:: WORK ORDER ::
Restating the data exactly is the whole task.

Referring expression pointing data

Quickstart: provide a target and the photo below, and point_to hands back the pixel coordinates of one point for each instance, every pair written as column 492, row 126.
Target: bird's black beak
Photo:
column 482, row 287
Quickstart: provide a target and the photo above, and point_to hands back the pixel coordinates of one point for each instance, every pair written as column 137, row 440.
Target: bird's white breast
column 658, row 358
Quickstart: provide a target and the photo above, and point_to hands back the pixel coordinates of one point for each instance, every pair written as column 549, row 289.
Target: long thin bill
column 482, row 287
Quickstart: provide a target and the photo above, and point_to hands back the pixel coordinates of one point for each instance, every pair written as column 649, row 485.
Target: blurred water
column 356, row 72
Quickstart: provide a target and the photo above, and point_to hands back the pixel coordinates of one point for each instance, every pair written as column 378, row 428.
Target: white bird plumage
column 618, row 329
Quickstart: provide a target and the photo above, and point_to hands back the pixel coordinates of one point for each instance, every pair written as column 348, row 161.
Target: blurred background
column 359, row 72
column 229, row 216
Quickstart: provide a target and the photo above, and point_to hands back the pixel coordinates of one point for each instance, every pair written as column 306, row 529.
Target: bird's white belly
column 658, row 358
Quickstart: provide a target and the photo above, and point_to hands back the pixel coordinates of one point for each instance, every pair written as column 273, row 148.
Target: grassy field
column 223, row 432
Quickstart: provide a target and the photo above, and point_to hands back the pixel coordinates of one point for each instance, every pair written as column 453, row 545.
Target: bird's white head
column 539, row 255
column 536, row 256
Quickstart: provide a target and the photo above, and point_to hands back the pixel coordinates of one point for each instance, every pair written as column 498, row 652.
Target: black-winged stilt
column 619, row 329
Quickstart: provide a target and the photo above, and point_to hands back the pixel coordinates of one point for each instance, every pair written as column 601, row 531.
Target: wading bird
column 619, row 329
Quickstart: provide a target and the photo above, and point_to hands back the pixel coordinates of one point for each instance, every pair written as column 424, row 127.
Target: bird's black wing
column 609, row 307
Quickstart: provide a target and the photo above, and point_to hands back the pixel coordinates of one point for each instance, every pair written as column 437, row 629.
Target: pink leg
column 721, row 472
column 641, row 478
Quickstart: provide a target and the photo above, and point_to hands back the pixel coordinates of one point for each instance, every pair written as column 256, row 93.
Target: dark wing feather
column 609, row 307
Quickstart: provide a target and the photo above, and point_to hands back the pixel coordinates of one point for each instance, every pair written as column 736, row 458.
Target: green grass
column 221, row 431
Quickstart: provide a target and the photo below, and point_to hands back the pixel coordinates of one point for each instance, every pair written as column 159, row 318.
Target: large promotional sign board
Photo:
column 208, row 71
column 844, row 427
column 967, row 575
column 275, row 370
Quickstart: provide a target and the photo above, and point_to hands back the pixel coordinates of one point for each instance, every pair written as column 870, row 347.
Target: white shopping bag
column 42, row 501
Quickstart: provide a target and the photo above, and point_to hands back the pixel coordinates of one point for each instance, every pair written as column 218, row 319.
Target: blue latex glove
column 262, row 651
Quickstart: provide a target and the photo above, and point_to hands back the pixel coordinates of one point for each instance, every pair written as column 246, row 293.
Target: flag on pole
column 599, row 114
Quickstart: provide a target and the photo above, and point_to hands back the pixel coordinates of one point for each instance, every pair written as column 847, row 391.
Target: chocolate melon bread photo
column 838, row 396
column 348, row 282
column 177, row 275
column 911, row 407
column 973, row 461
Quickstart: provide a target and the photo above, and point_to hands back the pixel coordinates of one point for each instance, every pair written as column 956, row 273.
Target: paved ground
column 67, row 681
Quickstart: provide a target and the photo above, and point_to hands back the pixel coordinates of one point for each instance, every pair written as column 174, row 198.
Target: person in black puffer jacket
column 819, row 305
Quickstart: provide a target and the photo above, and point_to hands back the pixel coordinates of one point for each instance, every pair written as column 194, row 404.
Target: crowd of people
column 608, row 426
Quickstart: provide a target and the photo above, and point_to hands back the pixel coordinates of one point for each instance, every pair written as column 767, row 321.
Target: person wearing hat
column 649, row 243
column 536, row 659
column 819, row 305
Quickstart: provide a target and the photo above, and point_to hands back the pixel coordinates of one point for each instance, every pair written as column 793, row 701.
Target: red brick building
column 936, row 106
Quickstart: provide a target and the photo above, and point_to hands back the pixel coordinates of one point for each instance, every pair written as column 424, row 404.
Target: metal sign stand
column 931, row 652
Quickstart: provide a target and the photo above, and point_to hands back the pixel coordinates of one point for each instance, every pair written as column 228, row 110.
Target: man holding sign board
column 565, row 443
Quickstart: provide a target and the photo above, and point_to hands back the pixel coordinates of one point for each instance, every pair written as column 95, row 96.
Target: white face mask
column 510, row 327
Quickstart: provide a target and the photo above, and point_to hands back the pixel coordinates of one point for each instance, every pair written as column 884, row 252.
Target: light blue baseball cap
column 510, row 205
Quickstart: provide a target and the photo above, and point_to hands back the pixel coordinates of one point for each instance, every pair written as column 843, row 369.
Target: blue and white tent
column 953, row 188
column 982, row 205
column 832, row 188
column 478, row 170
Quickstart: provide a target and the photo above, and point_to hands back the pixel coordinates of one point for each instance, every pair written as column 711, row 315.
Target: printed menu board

:: RESPONSE TO THE EXERCISE ::
Quickstart: provide a target and the photo below, and point_to hands back the pixel coordinates of one point for each instance, every pair written as column 492, row 126.
Target: bird's black beak
Photo:
column 482, row 287
Quickstart: provide a target and the photo above, and point_to hands back the pixel coordinates of one point for each instance, every pair written as column 137, row 440.
Target: bird's white breast
column 658, row 358
Quickstart: provide a target and the photo above, and point_to hands back the pixel coordinates of one point for each instance, every pair written as column 549, row 289.
Target: long thin bill
column 482, row 287
Quickstart: provide a target and the photo above, and point_to hands back the pixel coordinates of one point for each instance, every pair written as column 649, row 485.
Target: blurred water
column 356, row 72
Quickstart: provide a target and the photo above, and point_to hands back the pixel coordinates of one point for each instance, every pair written as column 378, row 428.
Target: white bird plumage
column 618, row 329
Quickstart: provide a target and the photo above, and point_to hands back the pixel coordinates of one point for each instance, every pair written as column 348, row 161.
Target: blurred background
column 359, row 72
column 229, row 216
Quickstart: provide a target and the photo above, and point_to hands back the pixel coordinates of one point for each instance, every pair written as column 306, row 529.
Target: bird's white belly
column 658, row 358
Quickstart: provide a target and the photo above, and point_to hands back the pixel coordinates of one point for each instance, every pair written as column 273, row 148.
Target: grassy field
column 223, row 432
Quickstart: provide a target and the photo above, and point_to hands back the pixel coordinates of one point for each instance, every pair written as column 453, row 545.
Target: bird's white head
column 539, row 255
column 536, row 256
Quickstart: provide a target and the photo above, and point_to hands back the pixel coordinates of one point for each instance, every pair written as column 498, row 652.
Target: black-winged stilt
column 619, row 329
Quickstart: provide a target and the photo above, and point_to hands back the pixel coordinates of one point for each instance, every pair written as column 601, row 531.
Target: wading bird
column 619, row 329
Quickstart: provide a target and the photo above, and point_to hands back the pixel coordinates of one point for each instance, every pair written as column 424, row 127.
Target: bird's black wing
column 609, row 307
Quickstart: provide a target and the photo above, and point_to hands back the pixel coordinates of one point for each instance, every pair written as column 437, row 629.
Target: pink leg
column 721, row 472
column 641, row 478
Quickstart: provide a target and the photo above, and point_to hands back the pixel coordinates of one point for each instance, every pair written as column 256, row 93.
Target: dark wing feather
column 609, row 307
Quickstart: provide a target and the photo above, and point_to hands back the pixel coordinates of one point for each instance, every pair written as column 736, row 458.
Target: green grass
column 221, row 431
Quickstart: provide a target and the photo below, and point_to hands back the pixel coordinates of one point for each instance, every pair written as column 159, row 318.
Target: large promotional sign board
Photo:
column 208, row 71
column 844, row 427
column 967, row 575
column 275, row 370
Quickstart: provide a target and the photo above, and point_to hands back the pixel coordinates of one point for each instance, every pair written as column 870, row 347.
Target: white shopping bag
column 42, row 501
Quickstart: provide a target and the photo above, and point_to hands back the pixel coordinates of one point for each instance, every pair written as column 218, row 319.
Target: blue latex glove
column 262, row 651
Quickstart: provide a target and the photo above, and point_to hands back the pixel coordinates of one point for each instance, every pair written as column 246, row 293.
Target: flag on pole
column 599, row 114
Quickstart: provide a target and the photo above, and point_to hands back the pixel coordinates of one point for each instance, every pair written as column 847, row 391.
Target: chocolate melon bread photo
column 838, row 396
column 348, row 282
column 177, row 275
column 911, row 407
column 973, row 461
Quickstart: provide a target and the photo above, and point_to hands back the pixel coordinates of one point for each instance, every pair written as column 956, row 273.
Target: paved ground
column 67, row 681
Quickstart: provide a target and the photo above, and point_to hands back the pixel coordinates of one point for each instance, every pair written as column 174, row 198.
Target: person in black puffer jacket
column 819, row 305
Quickstart: provide a target and the photo above, and point_to hands back the pixel coordinates of one point for each instance, every pair written as column 194, row 404.
Target: crowd of people
column 608, row 426
Quickstart: provide a target and the photo above, and point_to hands back the pixel coordinates of one point for each instance, every pair written as column 767, row 321.
Target: person wearing hat
column 649, row 243
column 536, row 659
column 819, row 305
Quickstart: provide a target and the photo above, and point_to hands back the pixel coordinates of one point for each instance, every pair written as column 793, row 701.
Target: red brick building
column 936, row 106
Quickstart: provide a target and the photo above, and point_to hands back the pixel coordinates of one point for each instance, every pair written as column 424, row 404.
Target: metal sign stand
column 931, row 652
Quickstart: provide a target and the photo above, and point_to hands back the pixel coordinates of one point for each instance, every pair written as column 228, row 110.
Target: man holding sign board
column 565, row 443
Quickstart: provide a target and the photo above, and point_to hands back the pixel coordinates of one point for each instance, every pair written as column 95, row 96.
Target: white face mask
column 510, row 327
Quickstart: provide a target and the photo above, and point_to hands back the pixel coordinates of one point for each instance, every pair written as column 884, row 252.
Target: light blue baseball cap
column 510, row 205
Quickstart: provide a target and the photo above, and point_to hands back the pixel coordinates of one point for each instance, every pair written as column 843, row 369.
Target: blue and white tent
column 953, row 188
column 982, row 205
column 832, row 188
column 478, row 170
Quickstart: provide a target and the photo above, and point_to hands back the pixel coordinates of one point for each instance, every pair written as column 711, row 315.
Target: printed menu board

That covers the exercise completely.